EXERCISE DESCRIPTION »
How many of the lines below have "tree" in them? Say the number and nothing more.

GIVEN INFORMATION »
-----

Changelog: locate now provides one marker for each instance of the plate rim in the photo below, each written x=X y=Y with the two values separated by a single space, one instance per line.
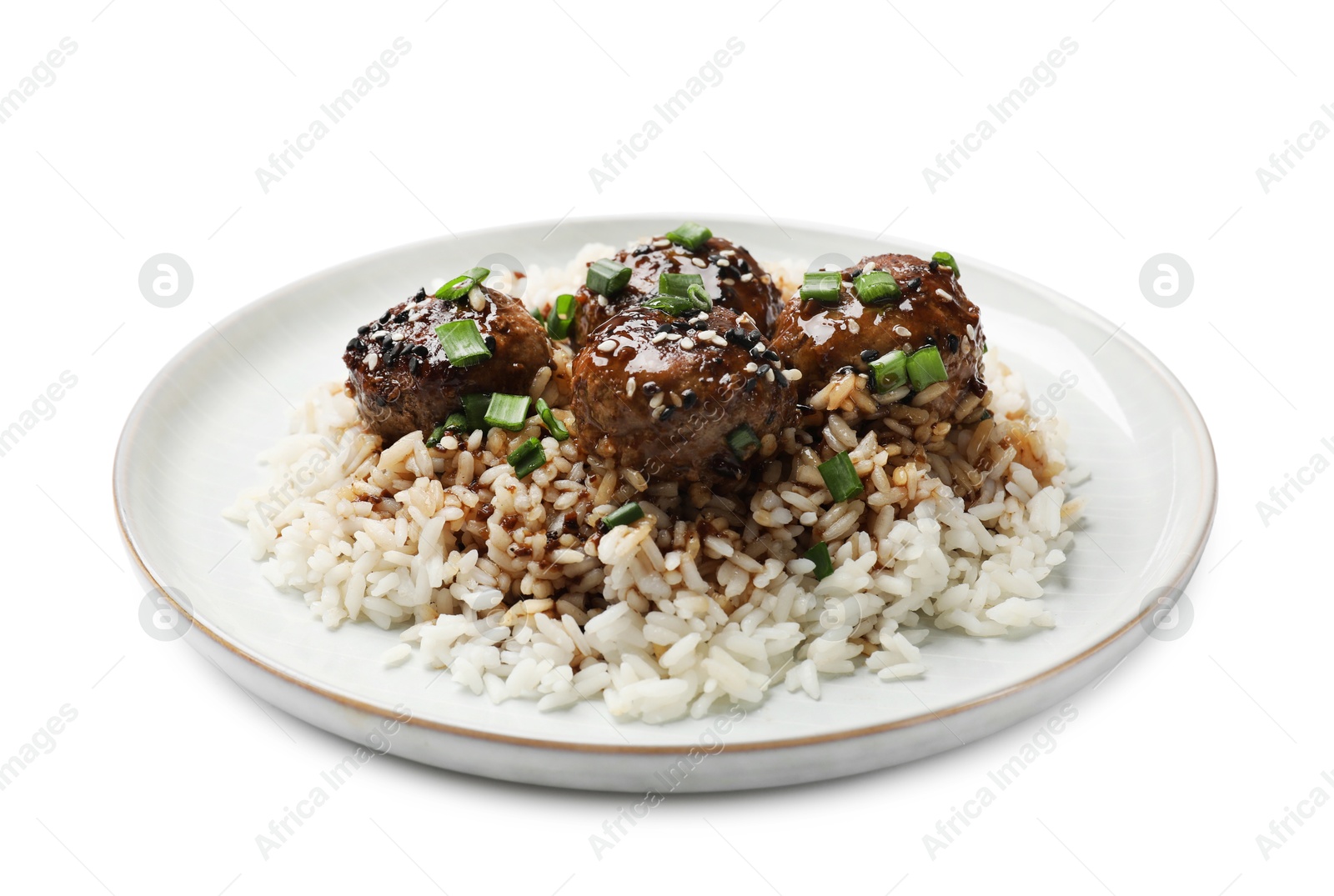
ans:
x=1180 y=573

-----

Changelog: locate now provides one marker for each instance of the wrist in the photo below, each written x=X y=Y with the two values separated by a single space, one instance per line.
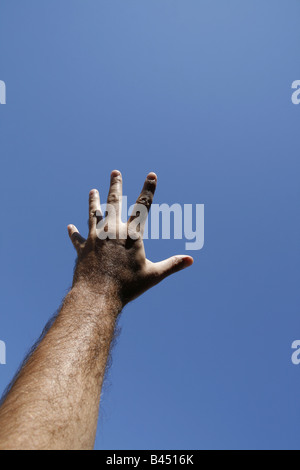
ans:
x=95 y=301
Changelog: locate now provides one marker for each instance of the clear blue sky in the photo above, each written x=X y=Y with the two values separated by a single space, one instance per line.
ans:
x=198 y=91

-----

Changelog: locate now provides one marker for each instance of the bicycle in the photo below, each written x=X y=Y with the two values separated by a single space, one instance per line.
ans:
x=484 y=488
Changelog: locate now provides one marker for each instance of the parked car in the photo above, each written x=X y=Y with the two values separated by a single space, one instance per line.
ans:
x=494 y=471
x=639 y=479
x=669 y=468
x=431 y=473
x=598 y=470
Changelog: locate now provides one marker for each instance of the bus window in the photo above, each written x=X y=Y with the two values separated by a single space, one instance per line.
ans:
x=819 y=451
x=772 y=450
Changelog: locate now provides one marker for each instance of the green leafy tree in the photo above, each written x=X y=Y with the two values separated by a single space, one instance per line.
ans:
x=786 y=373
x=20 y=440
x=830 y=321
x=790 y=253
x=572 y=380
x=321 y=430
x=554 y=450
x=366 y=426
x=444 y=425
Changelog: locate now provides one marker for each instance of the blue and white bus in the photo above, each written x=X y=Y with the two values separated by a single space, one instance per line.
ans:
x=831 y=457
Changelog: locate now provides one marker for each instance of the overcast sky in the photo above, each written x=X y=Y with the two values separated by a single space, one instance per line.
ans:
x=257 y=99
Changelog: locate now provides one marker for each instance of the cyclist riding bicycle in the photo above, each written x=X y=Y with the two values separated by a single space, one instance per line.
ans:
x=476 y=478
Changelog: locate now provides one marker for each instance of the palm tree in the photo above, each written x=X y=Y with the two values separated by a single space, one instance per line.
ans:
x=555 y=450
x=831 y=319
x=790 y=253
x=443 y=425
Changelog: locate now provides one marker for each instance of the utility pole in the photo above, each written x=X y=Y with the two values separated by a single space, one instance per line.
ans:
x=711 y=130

-----

ANSWER BOX »
2